─── Records for this exercise ───
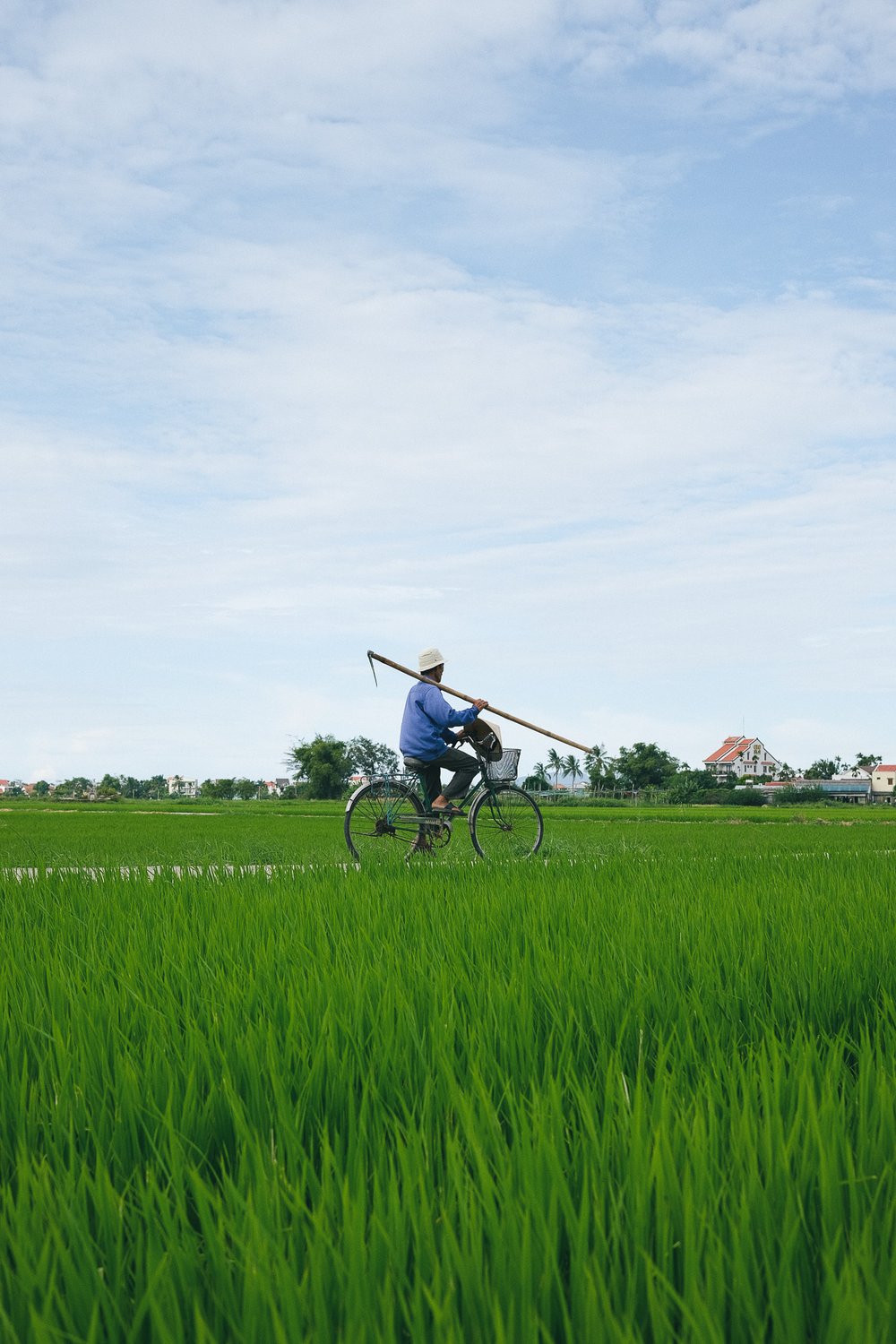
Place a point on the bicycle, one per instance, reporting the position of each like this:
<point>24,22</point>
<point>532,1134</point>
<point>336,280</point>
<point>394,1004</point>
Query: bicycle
<point>389,819</point>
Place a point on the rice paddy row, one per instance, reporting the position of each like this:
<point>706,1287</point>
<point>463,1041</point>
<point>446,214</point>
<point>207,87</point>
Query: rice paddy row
<point>641,1091</point>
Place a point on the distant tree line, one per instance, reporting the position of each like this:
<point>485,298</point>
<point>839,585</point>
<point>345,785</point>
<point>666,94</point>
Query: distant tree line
<point>323,768</point>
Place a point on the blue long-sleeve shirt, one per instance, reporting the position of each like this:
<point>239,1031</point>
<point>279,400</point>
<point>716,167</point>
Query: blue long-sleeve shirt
<point>426,728</point>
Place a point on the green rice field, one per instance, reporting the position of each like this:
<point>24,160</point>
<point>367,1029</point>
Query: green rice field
<point>638,1088</point>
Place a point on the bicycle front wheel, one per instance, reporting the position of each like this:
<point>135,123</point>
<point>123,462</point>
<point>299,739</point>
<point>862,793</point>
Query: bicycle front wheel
<point>505,823</point>
<point>383,822</point>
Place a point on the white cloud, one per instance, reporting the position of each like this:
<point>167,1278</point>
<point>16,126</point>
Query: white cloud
<point>263,409</point>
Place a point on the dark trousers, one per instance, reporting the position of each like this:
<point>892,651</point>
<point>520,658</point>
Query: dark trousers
<point>430,771</point>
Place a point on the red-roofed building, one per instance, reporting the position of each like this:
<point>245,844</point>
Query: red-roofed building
<point>742,757</point>
<point>883,781</point>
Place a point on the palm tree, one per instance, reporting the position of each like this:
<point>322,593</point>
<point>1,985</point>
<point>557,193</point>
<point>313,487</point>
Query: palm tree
<point>573,766</point>
<point>595,765</point>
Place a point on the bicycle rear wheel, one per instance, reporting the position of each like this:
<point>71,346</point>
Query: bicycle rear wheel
<point>383,822</point>
<point>505,823</point>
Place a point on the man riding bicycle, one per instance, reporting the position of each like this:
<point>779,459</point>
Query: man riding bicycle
<point>427,742</point>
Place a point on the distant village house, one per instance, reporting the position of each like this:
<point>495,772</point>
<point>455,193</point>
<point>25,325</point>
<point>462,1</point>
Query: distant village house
<point>742,758</point>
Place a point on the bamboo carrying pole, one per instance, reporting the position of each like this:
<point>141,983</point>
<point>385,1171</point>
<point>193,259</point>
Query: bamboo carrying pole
<point>460,695</point>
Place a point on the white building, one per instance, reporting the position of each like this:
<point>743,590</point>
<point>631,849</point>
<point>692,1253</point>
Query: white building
<point>742,757</point>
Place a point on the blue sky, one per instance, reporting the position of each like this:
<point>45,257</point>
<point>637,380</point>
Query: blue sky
<point>557,333</point>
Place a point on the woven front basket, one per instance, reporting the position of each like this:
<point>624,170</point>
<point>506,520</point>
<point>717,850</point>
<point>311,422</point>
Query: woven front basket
<point>506,766</point>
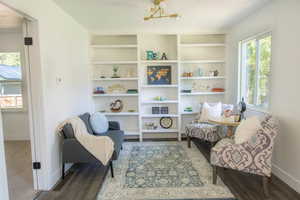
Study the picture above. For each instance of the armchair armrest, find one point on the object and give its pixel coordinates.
(114, 126)
(253, 156)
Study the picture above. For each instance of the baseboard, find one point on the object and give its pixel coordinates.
(286, 177)
(9, 137)
(56, 176)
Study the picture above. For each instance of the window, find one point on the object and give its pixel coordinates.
(10, 80)
(255, 68)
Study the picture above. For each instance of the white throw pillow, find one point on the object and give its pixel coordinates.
(210, 111)
(99, 123)
(247, 129)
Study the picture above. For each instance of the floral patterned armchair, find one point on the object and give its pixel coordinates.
(253, 156)
(205, 131)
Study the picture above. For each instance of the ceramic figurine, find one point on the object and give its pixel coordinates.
(115, 72)
(150, 55)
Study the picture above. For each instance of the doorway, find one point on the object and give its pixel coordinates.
(15, 104)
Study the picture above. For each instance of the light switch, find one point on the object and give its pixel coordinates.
(58, 80)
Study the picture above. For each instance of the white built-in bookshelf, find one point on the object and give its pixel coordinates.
(192, 59)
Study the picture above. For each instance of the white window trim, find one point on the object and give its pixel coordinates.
(257, 37)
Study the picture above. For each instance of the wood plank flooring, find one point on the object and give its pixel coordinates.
(85, 180)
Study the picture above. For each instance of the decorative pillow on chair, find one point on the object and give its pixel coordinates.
(99, 123)
(210, 111)
(247, 129)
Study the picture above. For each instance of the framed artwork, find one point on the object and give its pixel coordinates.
(159, 75)
(166, 122)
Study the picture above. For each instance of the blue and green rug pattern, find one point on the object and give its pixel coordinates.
(162, 171)
(160, 166)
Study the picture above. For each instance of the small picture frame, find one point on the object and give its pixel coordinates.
(159, 75)
(164, 110)
(155, 110)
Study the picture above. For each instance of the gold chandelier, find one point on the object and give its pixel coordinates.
(158, 11)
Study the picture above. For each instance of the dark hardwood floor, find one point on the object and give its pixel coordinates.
(84, 181)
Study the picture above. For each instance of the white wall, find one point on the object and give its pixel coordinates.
(11, 40)
(282, 17)
(64, 54)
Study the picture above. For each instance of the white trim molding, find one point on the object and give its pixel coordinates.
(286, 177)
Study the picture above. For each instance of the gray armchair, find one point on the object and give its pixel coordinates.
(74, 152)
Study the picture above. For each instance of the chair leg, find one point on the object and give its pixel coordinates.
(112, 169)
(63, 170)
(189, 141)
(265, 182)
(215, 175)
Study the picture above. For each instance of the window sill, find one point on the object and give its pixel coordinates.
(257, 109)
(13, 110)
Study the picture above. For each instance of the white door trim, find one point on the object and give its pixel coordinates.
(35, 104)
(3, 174)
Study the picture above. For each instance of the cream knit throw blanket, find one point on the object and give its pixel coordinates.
(102, 147)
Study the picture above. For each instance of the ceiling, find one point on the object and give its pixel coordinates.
(127, 15)
(9, 18)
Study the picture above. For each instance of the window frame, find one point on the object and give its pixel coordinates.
(241, 55)
(21, 82)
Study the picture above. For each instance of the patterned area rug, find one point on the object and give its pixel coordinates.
(162, 171)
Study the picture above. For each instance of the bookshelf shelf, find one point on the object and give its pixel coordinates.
(185, 52)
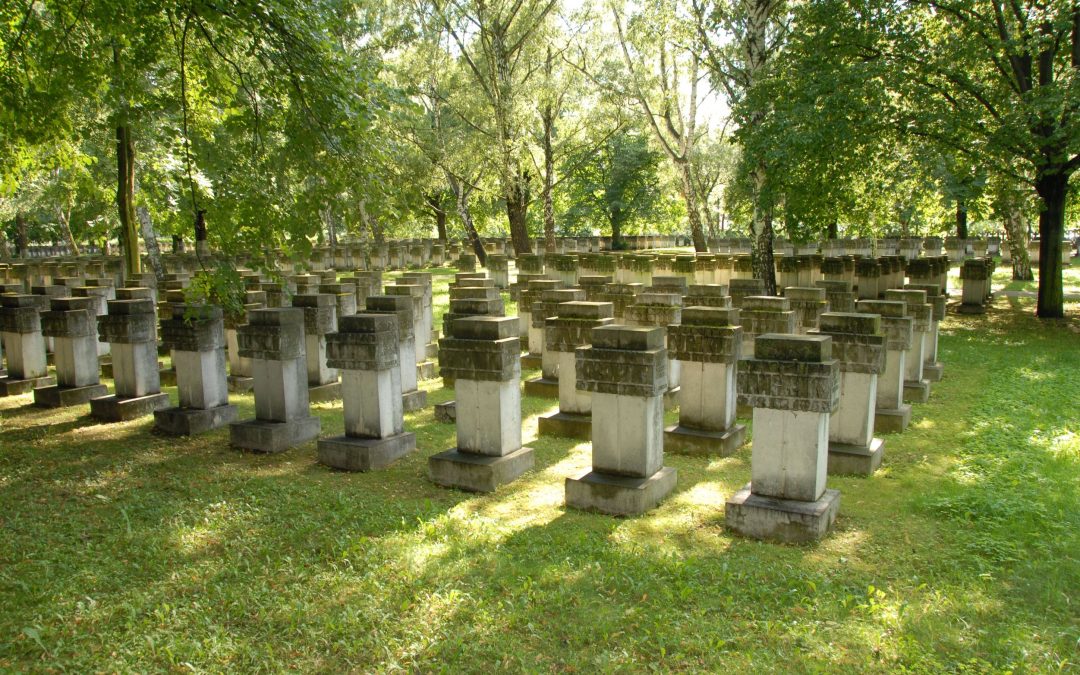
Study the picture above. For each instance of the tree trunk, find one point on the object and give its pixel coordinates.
(436, 203)
(961, 219)
(66, 221)
(517, 204)
(461, 192)
(22, 235)
(152, 252)
(764, 266)
(1052, 185)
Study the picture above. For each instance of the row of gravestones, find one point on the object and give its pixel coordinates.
(619, 373)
───
* Goal of the exercise *
Everything in the data except the pictures should be restated word for word.

* Written solution *
Place a point on the bicycle, one per instance, reporting the position of each like this:
<point>24,22</point>
<point>532,1134</point>
<point>336,280</point>
<point>394,1004</point>
Query: bicycle
<point>389,819</point>
Place a point on the rice paddy row, one per instance, reporting the position of each like this:
<point>706,1287</point>
<point>463,1041</point>
<point>446,214</point>
<point>207,87</point>
Query: rice paddy row
<point>641,1091</point>
Place a point on the distant tree line, one per instance, reporting the position of each like this:
<point>485,298</point>
<point>839,585</point>
<point>345,785</point>
<point>666,94</point>
Query: distant tree line
<point>323,768</point>
Place a point on the blue long-sleeve shirt, one per instance, reporting the position of each like this:
<point>239,1031</point>
<point>279,400</point>
<point>716,167</point>
Query: blue long-sleeve shirt
<point>426,728</point>
Place a point on the green rice field, one per instance, reporting the position of each like this:
<point>24,160</point>
<point>367,1029</point>
Query: green rice field
<point>638,1088</point>
Place a point on the bicycle front wheel, one per instance, reporting the position of each like this:
<point>135,123</point>
<point>123,462</point>
<point>299,739</point>
<point>862,793</point>
Query: bicycle front wheel
<point>505,823</point>
<point>383,822</point>
Place a point on the white cloud, one per instance, reporting the position of each like this:
<point>167,1278</point>
<point>16,126</point>
Query: white cloud
<point>263,409</point>
Place a point on the dark trousers, one per instance, reporting the position of each like this:
<point>892,651</point>
<point>520,658</point>
Query: dark trousers
<point>430,771</point>
Place a point on the red-roofed building, one per instance, reporting the position of each like this:
<point>245,844</point>
Query: red-roofed building
<point>742,757</point>
<point>883,781</point>
Place a point on the palm tree, one per instance, reporting the position of each like this:
<point>322,593</point>
<point>1,985</point>
<point>557,193</point>
<point>313,487</point>
Query: palm tree
<point>573,766</point>
<point>595,765</point>
Place a point on the bicycle rear wheel, one per instance, reporting the position of each like this:
<point>71,346</point>
Query: bicycle rear wheel
<point>383,822</point>
<point>505,823</point>
Place a point on the man riding bicycle, one per instance, reporting the position of each like this:
<point>779,459</point>
Query: man riding bicycle
<point>427,742</point>
Place a point on the distant village house, one per instance, reporting the position of each like this:
<point>495,772</point>
<point>455,193</point>
<point>25,325</point>
<point>462,1</point>
Query: distant village house
<point>742,758</point>
Place a point on the bamboo carrying pole, one per instance, reporting the position of each like this:
<point>141,983</point>
<point>385,1171</point>
<point>193,259</point>
Query: bamboo carrying pole
<point>460,695</point>
Place a point on the white building, one per instance, reporting the position of each like this:
<point>743,590</point>
<point>631,849</point>
<point>692,1253</point>
Query: white building
<point>742,757</point>
Place a point on the blue sky, one per instance, reporting the position of each like this:
<point>45,257</point>
<point>637,380</point>
Query: blue sky
<point>557,333</point>
Place a point on the woven front basket, one per instance, reporting the position of each like this:
<point>624,170</point>
<point>506,520</point>
<point>717,850</point>
<point>311,422</point>
Query: woven front basket
<point>506,766</point>
Study the picture above. For each instance of the armchair armrest, find one point on the object and give its pixel coordinates.
(114, 126)
(253, 156)
Study the picture above. For each instance of the baseboard, find one point on the object and give its pixel coordinates.
(286, 177)
(9, 137)
(56, 176)
Study the picture above. For each instance of the window, find one point on the object and give its pixel coordinates.
(10, 80)
(255, 68)
Study the picture above. For each instance of the white throw pillow, find one point on the object and give its pixel coordinates.
(210, 111)
(99, 123)
(247, 129)
Study the picture above. For each instance of the floral patterned armchair, find one point on the object and give its pixel coordinates.
(253, 156)
(205, 131)
Study the picture above. For each instance of the ceramic figurine, find one point on the object and give its pixel coordinates.
(115, 72)
(150, 55)
Study the picture above. For each instance of the doorway, find one point on the object and give its pixel coordinates.
(15, 104)
Study the picture above. For each instance of the light switch, find one point on the object and give its pixel coordinates.
(58, 80)
Study the picture above. For each instance of the white built-in bookshelf, find one point on the object and give its pixel coordinates.
(192, 59)
Study the picture above. For each instance of the white window trim, find one point on the object and give its pixel coordinates.
(257, 37)
Study the picture above. For each instance of the wood plank flooring, find one point on the object and give its pixel coordinates.
(85, 180)
Study the picture above. For each instance of the decorative pillow on chair, find one point on the object and give its pixel coordinates.
(99, 123)
(210, 111)
(247, 129)
Study the picture above. For each instance of the framed artwork, find one point on the object and give its pixel coordinates.
(159, 75)
(166, 122)
Study the picture above. For each instance of the blue and green rug pattern, find one point on the object and give its pixel coordinates.
(162, 171)
(160, 166)
Study the picture above. For each instance of the small picture frame, find one point on the object and give its pixel coordinates.
(159, 75)
(164, 110)
(155, 110)
Study the picture above. For each instance of the gold chandelier, find one point on the object and give its pixel coordinates.
(158, 11)
Study the picture above. For each instance of the dark hardwood floor, find one point on the object and give its pixel coordinates.
(84, 181)
Study the picture above. For each instance of the white wall, find one point on the object and give its pixel coordinates.
(11, 40)
(282, 17)
(64, 54)
Study the picture above. For each instance of the white trim molding, find one point on the object and give its pixel coordinates.
(286, 177)
Study the picture above. For each instance of the gray armchair, find one point on the object and give its pixel coordinates.
(74, 152)
Study the picture above. For each instance of the chair leg, find one point on the object and give its pixel coordinates.
(112, 169)
(63, 170)
(189, 141)
(265, 182)
(215, 175)
Study the picture above. For each instance of the window sill, find one point on the object and give its pixel coordinates.
(257, 109)
(13, 110)
Study the picture above. For each instance of the white door trim, find one point on the object and give its pixel coordinates.
(35, 104)
(3, 174)
Study the picture above. For each instance of the cream knit throw blanket, find one point on the object and give its pixel coordinates.
(102, 147)
Study the picture above. For each instance of the ceiling, find one point on the object and give its pixel coordinates.
(127, 15)
(9, 18)
Study the picture above. For each instance of the window frame, find one point on the object and give its pixel coordinates.
(241, 55)
(21, 82)
Study the picture above. For each instance of the patterned area rug, find one point on the object and give its pixel coordinates.
(162, 171)
Study the picture above. For each instance of the bookshelf shelf, find one point on the object and give its pixel coordinates.
(185, 52)
Study the picture above. For each instance of the tree trunk, find one point on the object and give its pixel coordinates.
(436, 203)
(961, 219)
(66, 221)
(517, 204)
(461, 192)
(22, 235)
(152, 252)
(764, 266)
(1052, 185)
Study the picture above. For each instance of the row of gravestones, find one point on the object and give its pixel coordinates.
(619, 373)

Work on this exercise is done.